● Directions for this task
The records should be repeated word for word, pictures excluded.
## begin Dataset rows
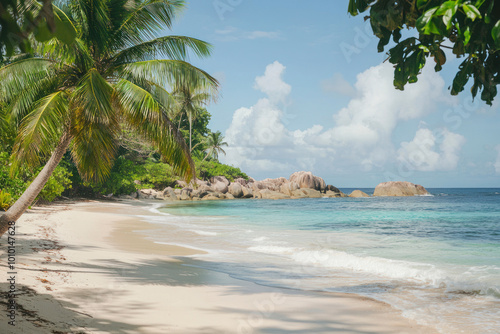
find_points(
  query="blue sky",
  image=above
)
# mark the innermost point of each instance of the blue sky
(303, 88)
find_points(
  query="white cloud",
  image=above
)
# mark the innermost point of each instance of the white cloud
(272, 84)
(497, 162)
(422, 152)
(235, 34)
(338, 85)
(361, 138)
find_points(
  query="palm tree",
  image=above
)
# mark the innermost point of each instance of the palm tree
(76, 96)
(215, 141)
(189, 100)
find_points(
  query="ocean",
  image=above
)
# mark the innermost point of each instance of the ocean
(436, 258)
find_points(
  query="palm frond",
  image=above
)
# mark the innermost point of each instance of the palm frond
(41, 129)
(16, 76)
(145, 20)
(93, 97)
(23, 102)
(171, 73)
(173, 47)
(93, 22)
(145, 114)
(95, 127)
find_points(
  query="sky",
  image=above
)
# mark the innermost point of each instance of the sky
(304, 88)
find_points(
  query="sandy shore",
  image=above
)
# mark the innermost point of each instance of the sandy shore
(86, 268)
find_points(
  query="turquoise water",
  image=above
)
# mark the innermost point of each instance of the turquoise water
(436, 258)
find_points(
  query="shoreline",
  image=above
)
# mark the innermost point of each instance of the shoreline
(86, 267)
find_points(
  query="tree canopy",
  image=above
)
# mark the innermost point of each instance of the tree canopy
(22, 19)
(470, 29)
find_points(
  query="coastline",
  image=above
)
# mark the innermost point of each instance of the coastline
(85, 267)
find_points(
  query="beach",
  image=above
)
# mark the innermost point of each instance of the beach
(89, 267)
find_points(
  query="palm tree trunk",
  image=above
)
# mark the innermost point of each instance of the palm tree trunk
(190, 129)
(180, 121)
(29, 195)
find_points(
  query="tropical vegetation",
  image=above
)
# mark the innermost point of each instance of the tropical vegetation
(110, 99)
(469, 29)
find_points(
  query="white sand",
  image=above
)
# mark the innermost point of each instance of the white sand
(81, 268)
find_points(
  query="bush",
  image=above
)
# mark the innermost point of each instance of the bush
(6, 200)
(207, 169)
(120, 181)
(155, 175)
(14, 186)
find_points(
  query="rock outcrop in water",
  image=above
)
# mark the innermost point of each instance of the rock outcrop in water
(299, 185)
(399, 188)
(358, 193)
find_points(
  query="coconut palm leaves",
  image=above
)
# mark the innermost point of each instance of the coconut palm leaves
(189, 99)
(109, 76)
(215, 142)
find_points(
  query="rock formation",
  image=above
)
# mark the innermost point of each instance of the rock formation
(308, 180)
(399, 188)
(358, 193)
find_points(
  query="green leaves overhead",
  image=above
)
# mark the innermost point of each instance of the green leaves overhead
(470, 28)
(107, 77)
(63, 29)
(40, 130)
(495, 34)
(146, 115)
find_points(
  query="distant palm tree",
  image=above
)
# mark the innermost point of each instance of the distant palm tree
(215, 141)
(190, 99)
(76, 96)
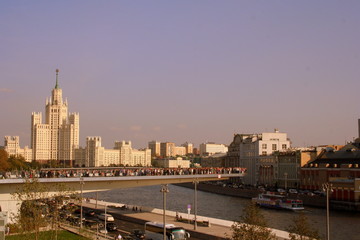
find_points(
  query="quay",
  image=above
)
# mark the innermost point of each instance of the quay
(207, 228)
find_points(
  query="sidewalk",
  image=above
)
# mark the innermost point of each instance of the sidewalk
(213, 232)
(218, 229)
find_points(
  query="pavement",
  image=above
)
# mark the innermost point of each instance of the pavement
(212, 232)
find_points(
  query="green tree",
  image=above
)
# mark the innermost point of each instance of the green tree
(31, 215)
(4, 165)
(253, 226)
(301, 229)
(17, 163)
(39, 207)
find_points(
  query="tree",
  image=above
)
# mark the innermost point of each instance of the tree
(253, 226)
(301, 229)
(4, 165)
(38, 208)
(18, 163)
(30, 217)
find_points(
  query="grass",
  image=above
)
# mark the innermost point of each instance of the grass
(48, 235)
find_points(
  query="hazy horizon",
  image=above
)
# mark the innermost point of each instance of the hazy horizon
(184, 71)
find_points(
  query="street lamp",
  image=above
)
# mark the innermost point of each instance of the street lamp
(81, 198)
(327, 187)
(285, 175)
(196, 181)
(164, 190)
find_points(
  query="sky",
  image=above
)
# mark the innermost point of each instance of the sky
(184, 71)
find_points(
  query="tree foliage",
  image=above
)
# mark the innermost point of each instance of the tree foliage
(38, 206)
(4, 165)
(253, 226)
(31, 216)
(301, 229)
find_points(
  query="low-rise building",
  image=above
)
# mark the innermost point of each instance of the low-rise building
(344, 164)
(210, 148)
(94, 155)
(172, 163)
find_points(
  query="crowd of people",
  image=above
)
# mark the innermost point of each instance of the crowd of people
(116, 172)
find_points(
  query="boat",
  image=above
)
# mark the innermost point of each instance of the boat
(271, 200)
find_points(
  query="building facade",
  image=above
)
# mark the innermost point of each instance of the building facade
(57, 138)
(155, 148)
(167, 149)
(94, 155)
(208, 149)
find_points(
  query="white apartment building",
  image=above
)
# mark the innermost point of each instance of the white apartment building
(172, 163)
(58, 140)
(94, 155)
(155, 148)
(208, 149)
(188, 147)
(12, 147)
(255, 148)
(54, 140)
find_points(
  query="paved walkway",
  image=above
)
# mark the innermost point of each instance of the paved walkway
(212, 232)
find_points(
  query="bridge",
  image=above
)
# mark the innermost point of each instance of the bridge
(92, 183)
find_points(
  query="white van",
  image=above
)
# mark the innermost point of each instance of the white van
(109, 217)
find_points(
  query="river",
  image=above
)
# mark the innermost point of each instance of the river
(343, 225)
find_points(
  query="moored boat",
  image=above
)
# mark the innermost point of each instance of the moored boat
(271, 200)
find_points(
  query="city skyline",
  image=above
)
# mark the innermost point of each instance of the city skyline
(184, 71)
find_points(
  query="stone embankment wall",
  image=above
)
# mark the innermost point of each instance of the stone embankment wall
(312, 201)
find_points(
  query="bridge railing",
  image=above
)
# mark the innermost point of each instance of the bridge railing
(116, 172)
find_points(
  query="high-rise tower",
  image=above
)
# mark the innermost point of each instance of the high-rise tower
(59, 136)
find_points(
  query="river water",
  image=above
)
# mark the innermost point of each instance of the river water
(343, 225)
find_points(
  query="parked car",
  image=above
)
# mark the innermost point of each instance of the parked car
(90, 213)
(293, 191)
(94, 224)
(281, 191)
(111, 226)
(108, 217)
(138, 234)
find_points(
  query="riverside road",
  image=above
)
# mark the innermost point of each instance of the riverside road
(343, 225)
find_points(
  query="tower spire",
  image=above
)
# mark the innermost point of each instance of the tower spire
(57, 76)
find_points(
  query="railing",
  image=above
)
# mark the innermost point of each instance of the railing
(116, 172)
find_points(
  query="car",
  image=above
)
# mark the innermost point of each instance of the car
(90, 213)
(108, 217)
(293, 191)
(281, 191)
(94, 224)
(111, 226)
(138, 234)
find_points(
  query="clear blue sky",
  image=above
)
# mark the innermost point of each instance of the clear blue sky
(185, 70)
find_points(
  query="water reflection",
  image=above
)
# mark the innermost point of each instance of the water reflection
(343, 225)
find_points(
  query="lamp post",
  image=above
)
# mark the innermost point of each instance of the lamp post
(164, 190)
(327, 187)
(81, 198)
(105, 219)
(196, 181)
## end Dataset rows
● Response to this task
find_points(
  query="blue sky",
  image=above
)
# mark the innermost point of each instance of the blue sky
(303, 88)
find_points(
  query="white cloud",
  image=above
)
# mark the innermost point of each instance of the white cloud
(272, 84)
(497, 162)
(422, 152)
(235, 34)
(338, 85)
(361, 138)
find_points(
  query="palm tree",
  image=above
)
# mark the innermost point of each instance of the palm tree
(76, 96)
(215, 141)
(189, 100)
find_points(
  query="ocean",
  image=above
)
# mark the innermost point of each instance of the ocean
(436, 258)
find_points(
  query="palm frond",
  image=above
)
# mark the innermost point of each instance of the palm frond
(41, 129)
(16, 76)
(145, 20)
(93, 97)
(23, 102)
(171, 73)
(173, 47)
(93, 22)
(145, 114)
(95, 127)
find_points(
  query="sky",
  image=above
)
# mark the innermost point of each instance of the sky
(304, 88)
find_points(
  query="sandy shore",
  image=above
)
# mark the innermost point of each instance of the sandy shore
(86, 268)
find_points(
  query="turquoise water",
  image=above
)
# mark the innermost point of each instance of the turquoise water
(436, 258)
find_points(
  query="shoreline",
  image=above
)
# mark the innermost point of each instance of the shoreline
(86, 267)
find_points(
  query="tree canopy",
  image=above
)
# mark the innermost point of each instance of the tree canopy
(22, 19)
(470, 29)
find_points(
  query="coastline",
  image=above
)
# mark the innermost point of each instance of the coastline
(85, 267)
find_points(
  query="beach",
  image=above
)
# mark the innermost point of each instance of the beach
(89, 267)
find_points(
  query="palm tree trunk",
  image=above
)
# mark the innermost point of each instance of the palm tree trunk
(190, 129)
(180, 121)
(29, 195)
find_points(
  query="tropical vegetation",
  image=above
)
# mark the innermost point of each instance of the tropical vegetation
(110, 99)
(469, 29)
find_points(
  query="white sand",
  image=above
)
# mark the innermost point of each instance of the white sand
(81, 268)
find_points(
  query="bush",
  image=above
)
# mark the innermost point of each instance of the bush
(6, 200)
(207, 169)
(120, 181)
(155, 175)
(14, 186)
find_points(
  query="rock outcrop in water",
  image=above
)
# mark the innermost point of each instance of the rock outcrop in water
(299, 185)
(399, 188)
(358, 193)
find_points(
  query="coconut palm leaves",
  image=above
)
# mark the innermost point of each instance of the coconut palm leaves
(189, 99)
(109, 76)
(215, 142)
find_points(
  query="rock formation",
  image=above
)
# mark the innermost point of each instance of the rock formation
(308, 180)
(399, 188)
(358, 193)
find_points(
  query="green leaves overhead",
  image=above
)
# mark the innermost point of each instance of the green leaves overhead
(470, 28)
(107, 77)
(63, 29)
(40, 130)
(495, 34)
(146, 115)
find_points(
  query="distant palm tree",
  image=above
)
# mark the innermost point of each instance of the distant palm tree
(215, 141)
(190, 99)
(76, 96)
find_points(
  query="quay",
  image=above
)
# mark the innermost point of each instance of the quay
(207, 228)
find_points(
  query="sidewalk",
  image=above
)
# mark the innermost point of each instance of the sidewalk
(213, 232)
(218, 229)
find_points(
  query="pavement",
  image=above
)
# mark the innermost point of each instance of the pavement
(212, 232)
find_points(
  query="green tree",
  image=above
)
# mark the innermost point of each instance of the green tree
(31, 215)
(4, 165)
(253, 226)
(301, 229)
(17, 163)
(39, 207)
find_points(
  query="tree",
  image=above
)
# mark the innermost point of each instance of the tree
(253, 226)
(301, 229)
(4, 165)
(38, 208)
(18, 163)
(30, 217)
find_points(
  query="grass",
  image=above
)
# mark the innermost point of each instance of the grass
(48, 235)
find_points(
  query="hazy horizon",
  image=above
)
# mark the innermost point of each instance of the hazy horizon
(184, 71)
find_points(
  query="street lamp",
  image=above
)
# mark the innermost point of each instance of the street lamp
(81, 198)
(327, 187)
(285, 175)
(196, 181)
(164, 190)
find_points(
  query="sky",
  image=above
)
# mark the innermost point of each instance of the sky
(184, 71)
find_points(
  query="tree foliage",
  image=above
)
# mark the innermost point of each instance of the tree foliage
(38, 206)
(4, 165)
(253, 226)
(31, 216)
(301, 229)
find_points(
  query="low-rise building",
  image=above
)
# mark the innermost point of each instance of the low-rise building
(344, 164)
(210, 148)
(94, 155)
(172, 163)
find_points(
  query="crowd of people",
  image=above
)
# mark the innermost point of each instance of the crowd of people
(116, 172)
find_points(
  query="boat",
  image=above
)
# mark the innermost point of each instance of the boat
(271, 200)
find_points(
  query="building facade",
  image=above
)
# mark the innermost point of each instance of the building facade
(57, 138)
(155, 148)
(167, 149)
(94, 155)
(208, 149)
find_points(
  query="white apartment building",
  image=above
)
# mark the innermost point of each instance of the white apartment building
(172, 163)
(58, 140)
(94, 155)
(155, 148)
(208, 149)
(188, 147)
(12, 147)
(255, 148)
(54, 140)
find_points(
  query="paved walkway",
  image=above
)
# mark the innermost point of each instance of the paved walkway
(212, 232)
find_points(
  query="bridge",
  image=above
)
# mark the innermost point of each instance of the bridge
(92, 183)
find_points(
  query="white van",
  image=above
)
# mark the innermost point of each instance of the white van
(109, 217)
find_points(
  query="river",
  image=above
)
# mark the innermost point of each instance of the river
(343, 225)
find_points(
  query="moored boat",
  image=above
)
# mark the innermost point of each instance of the moored boat
(271, 200)
find_points(
  query="city skyline",
  image=above
)
# mark the innermost point of each instance of the city skyline
(184, 71)
find_points(
  query="stone embankment wall",
  image=above
)
# mark the innermost point of each instance of the stone embankment wall
(312, 201)
find_points(
  query="bridge railing",
  image=above
)
# mark the innermost point of each instance of the bridge railing
(116, 172)
find_points(
  query="high-rise tower",
  image=above
)
# mark the innermost point of each instance of the high-rise tower
(59, 136)
find_points(
  query="river water",
  image=above
)
# mark the innermost point of each instance of the river water
(343, 225)
find_points(
  query="parked car",
  image=above
)
# mark the innermost point of each instance of the parked car
(90, 213)
(293, 191)
(94, 224)
(281, 191)
(111, 226)
(108, 217)
(138, 234)
find_points(
  query="riverside road",
  image=above
)
# mark the innermost point of each instance of the riverside road
(343, 225)
find_points(
  query="tower spire",
  image=above
)
# mark the innermost point of each instance of the tower spire
(57, 76)
find_points(
  query="railing",
  image=above
)
# mark the innermost point of each instance of the railing
(116, 172)
find_points(
  query="car",
  image=above
)
# mark the innermost point of each instance of the car
(90, 213)
(108, 217)
(293, 191)
(281, 191)
(94, 224)
(111, 226)
(138, 234)
find_points(
  query="clear blue sky",
  image=above
)
# mark the innermost point of each instance of the clear blue sky
(185, 70)
find_points(
  query="water reflection",
  image=above
)
# mark the innermost point of each instance of the water reflection
(343, 225)
find_points(
  query="lamp post",
  image=above
)
# mark the innermost point of each instance of the lamp post
(164, 190)
(327, 187)
(81, 198)
(105, 219)
(196, 181)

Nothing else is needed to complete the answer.